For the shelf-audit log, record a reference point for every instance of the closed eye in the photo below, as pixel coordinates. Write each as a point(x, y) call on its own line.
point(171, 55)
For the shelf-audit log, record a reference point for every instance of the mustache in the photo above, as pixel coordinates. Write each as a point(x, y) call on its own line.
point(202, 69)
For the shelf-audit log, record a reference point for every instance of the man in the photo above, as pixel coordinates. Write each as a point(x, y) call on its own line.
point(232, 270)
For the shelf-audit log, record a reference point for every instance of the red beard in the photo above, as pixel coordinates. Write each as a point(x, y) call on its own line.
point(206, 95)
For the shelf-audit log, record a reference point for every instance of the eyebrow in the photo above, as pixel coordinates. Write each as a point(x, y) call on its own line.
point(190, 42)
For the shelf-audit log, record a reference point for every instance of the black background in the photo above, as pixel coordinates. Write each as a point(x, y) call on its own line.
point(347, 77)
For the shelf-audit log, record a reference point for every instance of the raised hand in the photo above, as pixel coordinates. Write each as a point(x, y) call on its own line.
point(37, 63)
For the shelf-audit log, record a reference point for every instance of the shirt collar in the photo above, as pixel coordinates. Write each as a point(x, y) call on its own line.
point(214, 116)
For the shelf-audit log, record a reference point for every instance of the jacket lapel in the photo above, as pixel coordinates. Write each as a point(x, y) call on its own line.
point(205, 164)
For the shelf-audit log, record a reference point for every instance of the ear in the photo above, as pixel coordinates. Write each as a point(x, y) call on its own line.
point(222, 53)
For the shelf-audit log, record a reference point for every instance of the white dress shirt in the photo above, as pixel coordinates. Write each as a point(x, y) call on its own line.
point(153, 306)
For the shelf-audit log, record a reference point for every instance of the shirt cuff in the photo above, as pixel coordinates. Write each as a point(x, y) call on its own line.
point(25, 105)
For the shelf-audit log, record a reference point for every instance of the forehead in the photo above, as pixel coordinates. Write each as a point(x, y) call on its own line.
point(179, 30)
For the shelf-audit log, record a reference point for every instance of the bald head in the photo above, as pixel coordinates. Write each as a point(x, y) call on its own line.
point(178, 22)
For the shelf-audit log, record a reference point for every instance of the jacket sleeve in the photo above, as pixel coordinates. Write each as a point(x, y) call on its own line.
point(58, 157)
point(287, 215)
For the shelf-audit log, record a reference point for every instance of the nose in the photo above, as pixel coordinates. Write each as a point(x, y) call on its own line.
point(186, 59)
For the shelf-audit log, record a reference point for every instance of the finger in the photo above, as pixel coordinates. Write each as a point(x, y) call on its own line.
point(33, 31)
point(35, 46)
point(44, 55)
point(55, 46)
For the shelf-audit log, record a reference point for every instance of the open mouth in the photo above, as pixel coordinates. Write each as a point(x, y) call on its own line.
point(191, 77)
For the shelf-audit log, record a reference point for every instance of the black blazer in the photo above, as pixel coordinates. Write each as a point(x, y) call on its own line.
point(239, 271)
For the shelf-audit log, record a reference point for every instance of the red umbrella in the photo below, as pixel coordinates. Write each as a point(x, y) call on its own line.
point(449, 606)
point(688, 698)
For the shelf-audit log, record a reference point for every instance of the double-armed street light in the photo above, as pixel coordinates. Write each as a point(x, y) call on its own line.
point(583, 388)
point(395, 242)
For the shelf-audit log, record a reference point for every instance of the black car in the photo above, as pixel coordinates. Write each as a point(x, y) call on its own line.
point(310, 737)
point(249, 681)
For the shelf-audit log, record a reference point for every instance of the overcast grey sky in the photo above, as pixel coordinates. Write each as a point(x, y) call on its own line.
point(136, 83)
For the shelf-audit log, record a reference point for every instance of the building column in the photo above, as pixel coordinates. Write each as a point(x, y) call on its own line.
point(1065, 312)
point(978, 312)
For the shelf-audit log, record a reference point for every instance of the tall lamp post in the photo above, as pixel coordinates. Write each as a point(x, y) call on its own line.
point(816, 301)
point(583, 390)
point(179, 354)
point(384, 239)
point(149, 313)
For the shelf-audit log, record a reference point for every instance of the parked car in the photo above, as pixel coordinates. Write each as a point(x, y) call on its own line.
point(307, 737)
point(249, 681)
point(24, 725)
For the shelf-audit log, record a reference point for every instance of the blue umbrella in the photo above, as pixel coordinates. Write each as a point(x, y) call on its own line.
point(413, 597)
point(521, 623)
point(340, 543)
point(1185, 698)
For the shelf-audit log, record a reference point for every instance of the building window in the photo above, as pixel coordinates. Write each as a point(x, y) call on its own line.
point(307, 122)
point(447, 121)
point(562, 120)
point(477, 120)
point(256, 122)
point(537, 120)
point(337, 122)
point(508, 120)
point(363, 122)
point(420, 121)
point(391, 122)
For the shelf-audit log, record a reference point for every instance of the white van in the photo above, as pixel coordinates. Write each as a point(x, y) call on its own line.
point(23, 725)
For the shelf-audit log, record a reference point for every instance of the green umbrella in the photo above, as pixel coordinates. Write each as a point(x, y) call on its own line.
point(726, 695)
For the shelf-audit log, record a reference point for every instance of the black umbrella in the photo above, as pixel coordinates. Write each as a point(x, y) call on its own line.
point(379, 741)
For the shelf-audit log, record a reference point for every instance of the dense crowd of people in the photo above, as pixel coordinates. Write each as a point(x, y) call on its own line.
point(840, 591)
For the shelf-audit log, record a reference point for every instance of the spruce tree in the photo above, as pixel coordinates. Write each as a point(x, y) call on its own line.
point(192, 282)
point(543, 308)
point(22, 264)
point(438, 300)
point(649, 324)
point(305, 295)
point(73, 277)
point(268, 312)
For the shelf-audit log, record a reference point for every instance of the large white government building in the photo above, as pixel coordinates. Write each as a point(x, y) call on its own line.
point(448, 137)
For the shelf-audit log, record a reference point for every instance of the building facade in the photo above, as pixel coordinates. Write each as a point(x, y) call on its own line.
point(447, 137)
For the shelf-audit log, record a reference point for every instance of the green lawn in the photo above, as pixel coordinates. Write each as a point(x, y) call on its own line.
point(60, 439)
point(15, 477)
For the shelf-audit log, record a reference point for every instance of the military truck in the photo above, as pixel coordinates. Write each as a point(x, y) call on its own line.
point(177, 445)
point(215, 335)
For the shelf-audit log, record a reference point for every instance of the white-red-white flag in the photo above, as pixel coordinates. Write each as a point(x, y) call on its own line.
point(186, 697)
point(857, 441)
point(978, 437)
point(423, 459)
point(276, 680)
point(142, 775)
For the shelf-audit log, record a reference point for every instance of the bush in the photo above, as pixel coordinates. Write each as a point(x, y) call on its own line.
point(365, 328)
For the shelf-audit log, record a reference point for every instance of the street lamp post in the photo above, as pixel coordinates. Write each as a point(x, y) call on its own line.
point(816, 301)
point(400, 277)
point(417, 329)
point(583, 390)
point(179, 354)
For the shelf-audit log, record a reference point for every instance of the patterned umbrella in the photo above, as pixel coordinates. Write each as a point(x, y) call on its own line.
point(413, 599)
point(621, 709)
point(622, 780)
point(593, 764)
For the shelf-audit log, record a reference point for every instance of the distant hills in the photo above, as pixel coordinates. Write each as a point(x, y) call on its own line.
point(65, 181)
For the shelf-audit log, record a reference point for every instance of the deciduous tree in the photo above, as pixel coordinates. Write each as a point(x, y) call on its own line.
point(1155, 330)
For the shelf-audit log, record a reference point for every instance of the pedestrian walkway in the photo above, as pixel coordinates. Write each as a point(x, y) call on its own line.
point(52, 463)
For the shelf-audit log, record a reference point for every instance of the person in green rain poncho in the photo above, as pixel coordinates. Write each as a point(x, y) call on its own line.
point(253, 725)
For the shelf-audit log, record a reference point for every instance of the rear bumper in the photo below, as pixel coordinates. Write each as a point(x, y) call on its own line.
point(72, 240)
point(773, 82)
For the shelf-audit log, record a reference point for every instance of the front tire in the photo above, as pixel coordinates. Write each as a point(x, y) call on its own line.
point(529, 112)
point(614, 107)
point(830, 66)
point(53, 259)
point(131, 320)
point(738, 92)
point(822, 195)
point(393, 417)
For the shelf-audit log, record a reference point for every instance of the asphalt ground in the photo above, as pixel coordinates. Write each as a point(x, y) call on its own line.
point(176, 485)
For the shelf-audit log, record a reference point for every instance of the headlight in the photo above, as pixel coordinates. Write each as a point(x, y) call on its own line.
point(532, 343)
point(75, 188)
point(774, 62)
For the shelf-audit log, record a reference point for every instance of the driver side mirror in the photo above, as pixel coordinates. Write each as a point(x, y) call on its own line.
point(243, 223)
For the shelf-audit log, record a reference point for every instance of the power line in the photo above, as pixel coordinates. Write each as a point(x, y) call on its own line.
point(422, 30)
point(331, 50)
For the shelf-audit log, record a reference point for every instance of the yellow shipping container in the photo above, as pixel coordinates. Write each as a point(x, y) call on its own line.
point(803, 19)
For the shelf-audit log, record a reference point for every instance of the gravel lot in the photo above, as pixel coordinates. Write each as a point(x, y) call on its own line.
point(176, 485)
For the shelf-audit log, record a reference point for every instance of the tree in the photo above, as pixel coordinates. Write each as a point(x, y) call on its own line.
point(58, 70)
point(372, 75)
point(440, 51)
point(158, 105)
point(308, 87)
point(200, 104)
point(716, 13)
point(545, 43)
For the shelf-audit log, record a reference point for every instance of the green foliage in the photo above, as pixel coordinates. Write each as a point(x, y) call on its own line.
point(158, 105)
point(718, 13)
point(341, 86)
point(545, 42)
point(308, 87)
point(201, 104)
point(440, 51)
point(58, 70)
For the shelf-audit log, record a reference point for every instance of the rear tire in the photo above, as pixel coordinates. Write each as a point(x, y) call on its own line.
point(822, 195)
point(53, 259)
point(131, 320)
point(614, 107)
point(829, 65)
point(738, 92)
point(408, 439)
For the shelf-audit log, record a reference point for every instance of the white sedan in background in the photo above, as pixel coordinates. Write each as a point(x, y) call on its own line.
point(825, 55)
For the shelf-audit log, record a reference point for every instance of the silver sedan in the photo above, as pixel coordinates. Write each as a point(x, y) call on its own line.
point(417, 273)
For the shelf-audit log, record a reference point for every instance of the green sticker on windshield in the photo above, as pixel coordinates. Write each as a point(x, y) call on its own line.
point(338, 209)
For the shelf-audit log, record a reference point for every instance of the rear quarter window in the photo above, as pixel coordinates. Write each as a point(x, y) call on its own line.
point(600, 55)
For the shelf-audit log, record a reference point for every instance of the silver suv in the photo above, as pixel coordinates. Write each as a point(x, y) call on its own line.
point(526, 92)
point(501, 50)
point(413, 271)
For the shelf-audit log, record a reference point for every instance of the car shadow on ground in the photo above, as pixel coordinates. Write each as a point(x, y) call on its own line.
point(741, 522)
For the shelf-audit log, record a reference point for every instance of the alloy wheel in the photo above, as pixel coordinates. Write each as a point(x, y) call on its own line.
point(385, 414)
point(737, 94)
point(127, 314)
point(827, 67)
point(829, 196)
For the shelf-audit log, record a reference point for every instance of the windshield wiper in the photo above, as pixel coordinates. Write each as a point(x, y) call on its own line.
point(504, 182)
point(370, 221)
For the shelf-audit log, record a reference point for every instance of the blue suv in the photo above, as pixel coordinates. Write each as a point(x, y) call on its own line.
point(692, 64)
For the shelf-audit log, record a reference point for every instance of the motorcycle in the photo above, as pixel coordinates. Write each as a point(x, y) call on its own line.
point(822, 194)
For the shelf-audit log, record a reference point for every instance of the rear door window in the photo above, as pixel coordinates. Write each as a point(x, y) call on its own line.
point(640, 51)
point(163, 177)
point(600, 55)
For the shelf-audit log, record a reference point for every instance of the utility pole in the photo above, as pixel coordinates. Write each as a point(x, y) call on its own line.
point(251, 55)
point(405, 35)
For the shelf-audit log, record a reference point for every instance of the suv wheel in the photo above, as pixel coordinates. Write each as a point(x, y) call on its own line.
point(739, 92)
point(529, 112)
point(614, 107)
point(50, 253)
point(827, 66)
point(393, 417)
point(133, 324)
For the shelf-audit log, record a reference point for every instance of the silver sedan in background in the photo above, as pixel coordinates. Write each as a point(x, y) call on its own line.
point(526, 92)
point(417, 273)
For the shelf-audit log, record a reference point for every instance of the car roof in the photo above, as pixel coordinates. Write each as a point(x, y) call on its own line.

*****

▶ [Problem details]:
Turn the data above, from its beginning through the line containing "point(37, 63)", into a two-column CSV with the header input,output. Each row should hold one piece of text under input and the answer that follows it under output, both as quoted fields with line breaks turned into spaces.

▶ [Result of the exercise]:
input,output
"For the shelf-audit log, record a reference point for every instance of the closed eye in the photo below, as pixel coordinates. Write each as a point(x, y) call on its own line.","point(171, 55)"
"For the shelf-audit log, record a reference point for every instance of the mustache in the photo above, as pixel coordinates. Write each as a point(x, y) call on its own line.","point(202, 69)"
"For the shelf-audit log, record a reference point for every instance of the man in the photo above, as pixel coordinates. Write each as a point(x, y) call on its own line.","point(232, 270)"
"For the shelf-audit log, record a reference point for every instance of the red beard in the photo above, as pixel coordinates. Write each as a point(x, y) call on its own line.","point(206, 95)"
"For the shelf-audit log, record a reference point for every instance of the eyebrow in the photo above, as pixel coordinates. Write each as a point(x, y) call on its own line.","point(190, 42)"
"For the shelf-audit log, record a reference point for every instance of the black background in the photo above, as pixel coordinates. Write each as a point(x, y) call on its own line.","point(347, 77)"
"For the shelf-audit log, record a reference point for every instance of the raised hand in the photo above, as pixel coordinates. Write each as a point(x, y) call on its own line.","point(37, 63)"